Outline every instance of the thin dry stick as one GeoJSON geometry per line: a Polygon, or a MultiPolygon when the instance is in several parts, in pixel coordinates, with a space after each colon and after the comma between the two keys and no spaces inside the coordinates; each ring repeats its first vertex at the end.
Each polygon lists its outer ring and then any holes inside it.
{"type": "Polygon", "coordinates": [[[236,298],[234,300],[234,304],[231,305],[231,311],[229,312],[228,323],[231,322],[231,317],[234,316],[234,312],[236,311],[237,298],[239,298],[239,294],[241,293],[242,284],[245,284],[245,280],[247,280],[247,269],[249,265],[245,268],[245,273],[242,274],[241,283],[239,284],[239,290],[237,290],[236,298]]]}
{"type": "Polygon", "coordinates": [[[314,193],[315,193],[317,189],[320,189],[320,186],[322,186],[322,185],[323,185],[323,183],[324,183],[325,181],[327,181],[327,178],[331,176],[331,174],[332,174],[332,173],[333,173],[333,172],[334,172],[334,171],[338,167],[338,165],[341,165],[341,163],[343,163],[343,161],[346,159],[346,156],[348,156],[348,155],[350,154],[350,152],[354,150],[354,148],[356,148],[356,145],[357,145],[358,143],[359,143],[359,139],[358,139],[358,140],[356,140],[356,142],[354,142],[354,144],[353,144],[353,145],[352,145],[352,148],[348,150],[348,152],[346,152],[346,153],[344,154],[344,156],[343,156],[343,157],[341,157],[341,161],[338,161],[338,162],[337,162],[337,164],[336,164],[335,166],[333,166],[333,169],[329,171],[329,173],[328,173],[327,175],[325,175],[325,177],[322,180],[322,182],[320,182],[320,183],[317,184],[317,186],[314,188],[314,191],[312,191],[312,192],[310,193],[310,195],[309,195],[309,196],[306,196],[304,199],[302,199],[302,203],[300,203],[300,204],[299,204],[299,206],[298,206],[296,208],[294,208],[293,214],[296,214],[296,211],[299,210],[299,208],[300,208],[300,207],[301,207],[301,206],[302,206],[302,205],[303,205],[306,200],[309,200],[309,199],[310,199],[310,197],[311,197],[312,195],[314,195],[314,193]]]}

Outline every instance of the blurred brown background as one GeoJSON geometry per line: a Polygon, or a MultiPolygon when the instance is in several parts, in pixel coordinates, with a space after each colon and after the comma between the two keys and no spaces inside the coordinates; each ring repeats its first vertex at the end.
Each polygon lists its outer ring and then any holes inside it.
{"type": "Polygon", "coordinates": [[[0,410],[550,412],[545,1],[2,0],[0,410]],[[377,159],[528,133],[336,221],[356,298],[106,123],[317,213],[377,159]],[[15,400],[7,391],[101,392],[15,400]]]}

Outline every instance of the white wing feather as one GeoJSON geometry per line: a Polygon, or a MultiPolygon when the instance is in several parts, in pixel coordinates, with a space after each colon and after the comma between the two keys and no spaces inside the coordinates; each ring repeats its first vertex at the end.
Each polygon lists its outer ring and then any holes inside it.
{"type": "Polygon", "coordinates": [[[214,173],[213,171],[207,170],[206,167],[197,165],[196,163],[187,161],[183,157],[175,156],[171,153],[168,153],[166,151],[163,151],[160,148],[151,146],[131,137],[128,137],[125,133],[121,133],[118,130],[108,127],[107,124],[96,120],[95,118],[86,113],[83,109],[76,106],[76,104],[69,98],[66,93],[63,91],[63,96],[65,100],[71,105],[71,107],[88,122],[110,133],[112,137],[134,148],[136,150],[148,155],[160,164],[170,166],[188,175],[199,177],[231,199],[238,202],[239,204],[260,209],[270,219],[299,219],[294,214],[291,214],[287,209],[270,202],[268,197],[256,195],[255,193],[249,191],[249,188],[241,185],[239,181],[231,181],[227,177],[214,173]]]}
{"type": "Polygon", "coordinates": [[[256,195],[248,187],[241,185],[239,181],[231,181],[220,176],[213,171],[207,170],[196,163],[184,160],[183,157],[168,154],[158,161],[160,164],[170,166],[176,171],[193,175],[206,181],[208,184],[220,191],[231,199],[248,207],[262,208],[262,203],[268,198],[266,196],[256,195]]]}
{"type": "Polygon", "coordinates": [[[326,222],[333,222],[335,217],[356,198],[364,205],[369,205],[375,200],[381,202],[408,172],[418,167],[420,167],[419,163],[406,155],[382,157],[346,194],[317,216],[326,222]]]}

▸ **Description of the task**
Reproduce everything from the line containing "Outline every instance of the white" down to the end of the records, that line and the requests included. Multiply every coordinate in the answers by 0.65, rounding each result to a whole number with halves rounded up.

▸ **Exercise answer**
Outline every instance of the white wing feather as one GeoJSON geometry per line: a Polygon, or a MultiPolygon when the instance is in several parts, in pixel coordinates, with a space after each colon and after the comma between the two keys and no spaces inside the coordinates; each ring repeats its first vertex at the end.
Each polygon lists its outer ring and then any holes inside it.
{"type": "Polygon", "coordinates": [[[139,112],[138,111],[135,111],[134,109],[128,107],[127,106],[122,105],[119,102],[114,101],[111,99],[109,99],[108,98],[106,98],[104,96],[98,95],[85,89],[83,89],[81,86],[79,86],[77,85],[70,83],[70,81],[62,78],[62,77],[56,73],[54,71],[49,69],[49,68],[45,64],[43,60],[41,59],[41,62],[42,65],[46,68],[46,70],[57,79],[72,86],[73,89],[87,96],[88,98],[96,101],[104,107],[111,108],[122,114],[129,115],[150,129],[155,131],[155,133],[169,136],[176,142],[194,142],[191,139],[189,139],[187,136],[176,131],[174,128],[166,127],[166,125],[162,124],[162,122],[157,120],[155,118],[150,118],[148,115],[139,112]]]}
{"type": "Polygon", "coordinates": [[[166,127],[161,122],[157,120],[155,118],[150,118],[143,114],[138,111],[135,111],[127,106],[120,104],[119,102],[109,100],[103,105],[104,107],[111,108],[114,111],[125,114],[134,118],[135,120],[143,124],[150,129],[161,135],[170,135],[170,132],[174,129],[173,127],[166,127]]]}
{"type": "Polygon", "coordinates": [[[212,144],[216,144],[218,141],[231,129],[237,133],[240,133],[244,130],[248,131],[265,112],[272,109],[273,109],[272,106],[264,101],[248,102],[225,126],[206,140],[212,144]]]}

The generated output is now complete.